• **Requirements**:
1) In the 1862 letter, why is the place called Buck Lodge?
2) Transcribe the 1862 letter word for word from "It is a wild" to "Artillery upon us.".

As I have still a few leisure moments I will try & give you a short description of our present situation

Joseph Culver Letter, December 25, 1862, Letter 2, Page 1

Letter No. 2
Hd. Qrs., Co. A, 129th Ills. Vols. Inft.
Buck Lodge, Tenn. Dec. 25th 1862

Dear Wife

I commenced [a] letter hastily this afternoon & closed it this evening, & as I have still a few leisure moments I will try & give you a short description of our present situation.

We left Mitchellsville rather hastily last Saturday evening [the 20th] having learned that Morgan with a large force was intending an attack here.1 We were well fortified & felt quite secure. We have just fairly commenced our fortifications here. Bucks Lodge is nothing more than a tank which supplies the Rail-Road with water. There are two bridges & over 3/4 mile of trestle work under the road which if destroyed would take a long time to repair, hence the importance of the place.

It is a wild country all around & a few years ago a favorite haunt for deer, hence the name Buck Lodge. Our Camp composed of the 79th Ohio & 129th Ills. occupy three hills, one north, South, & west, all of which we are fortifying. The little valley is not more than a mile either way.2 Our main camp is on the west side & commands the tank & bridge, the other two command the R. Road. When our fortifications are completed, we will be able to cope with much more than an equal force unless they bring Artillery upon us.

We are all hard at work. Last night we lay in readiness to fight all night, & the entire forces were in line of battle from 4 o’clock till after day-light. Our company was stationed about 1 mile north of camp, & we were in the woods near the road all night, but no enemy came. Tonight all is quiet; rumor says the enemy has fled.3

The country about 2 miles west & South of this, I am informed, is very thickly settled. I have never had an opportunity of seeing it as yet, however. All around Camp it is quite romantic. Quite a number of the Officers were invited out to dinner to-day & talk very largely of the good things. I am not one of the fortunate ones, however. They tell me there are quite a number of Union families in the neighborhood.4

It has commenced to rain a little, but we are located so high & dry that I do not feel much uneasy[iness] but what we will be comfortable.

We organized a Regimental Church tonight & were pleased to receive 30 names. I think by Sunday it will reach 100. A very good feeling prevails, & the nightly meetings are well attended. There has been one conversion this week, a young man from Scott County. I do not recollect his name. We hope for a general revival soon. Pray for us.

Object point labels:
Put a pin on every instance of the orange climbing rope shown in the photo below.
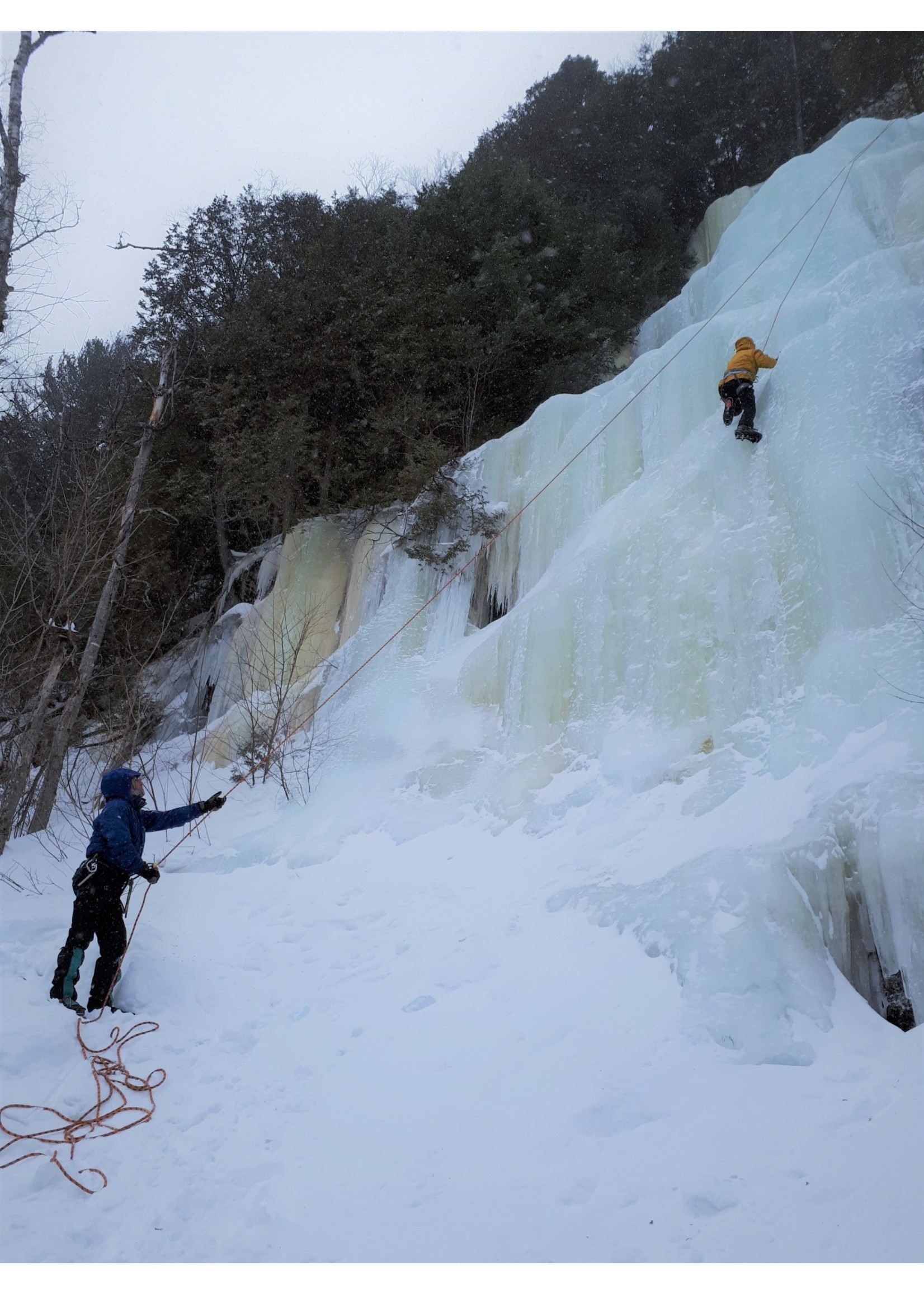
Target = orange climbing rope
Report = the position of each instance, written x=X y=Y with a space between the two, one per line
x=113 y=1081
x=118 y=1094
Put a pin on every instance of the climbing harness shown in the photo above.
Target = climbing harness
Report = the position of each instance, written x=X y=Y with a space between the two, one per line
x=116 y=1088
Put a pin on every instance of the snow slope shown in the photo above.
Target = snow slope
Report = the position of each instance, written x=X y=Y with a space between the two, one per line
x=574 y=950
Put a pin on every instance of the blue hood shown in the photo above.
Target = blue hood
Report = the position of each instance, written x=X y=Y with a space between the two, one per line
x=117 y=784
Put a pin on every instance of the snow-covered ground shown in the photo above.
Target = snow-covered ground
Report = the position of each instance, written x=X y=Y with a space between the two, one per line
x=546 y=967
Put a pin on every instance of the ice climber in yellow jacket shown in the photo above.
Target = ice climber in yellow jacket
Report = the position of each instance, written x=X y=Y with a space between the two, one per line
x=737 y=389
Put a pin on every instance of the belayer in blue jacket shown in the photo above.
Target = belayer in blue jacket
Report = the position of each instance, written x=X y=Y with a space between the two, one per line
x=114 y=856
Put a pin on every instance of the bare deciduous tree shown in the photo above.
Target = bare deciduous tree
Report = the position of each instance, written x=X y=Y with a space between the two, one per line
x=91 y=652
x=42 y=219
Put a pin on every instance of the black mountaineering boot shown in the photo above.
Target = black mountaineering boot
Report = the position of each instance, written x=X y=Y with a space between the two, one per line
x=72 y=1003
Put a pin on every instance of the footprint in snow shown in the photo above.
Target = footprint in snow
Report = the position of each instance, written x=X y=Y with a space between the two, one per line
x=419 y=1003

• **Expected outputs**:
1) A few years earlier, the area was a favorite haunt for deer.

2)
It is a wild country all around & a few years ago a favorite haunt for deer, hence the name Buck Lodge. Our Camp composed of the 79th Ohio & 129th Ills. occupy three hills, one north, South, & west, all of which we are fortifying. The little valley is not more than a mile either way.2 Our main camp is on the west side & commands the tank & bridge, the other two command the R. Road. When our fortifications are completed, we will be able to cope with much more than an equal force unless they bring Artillery upon us.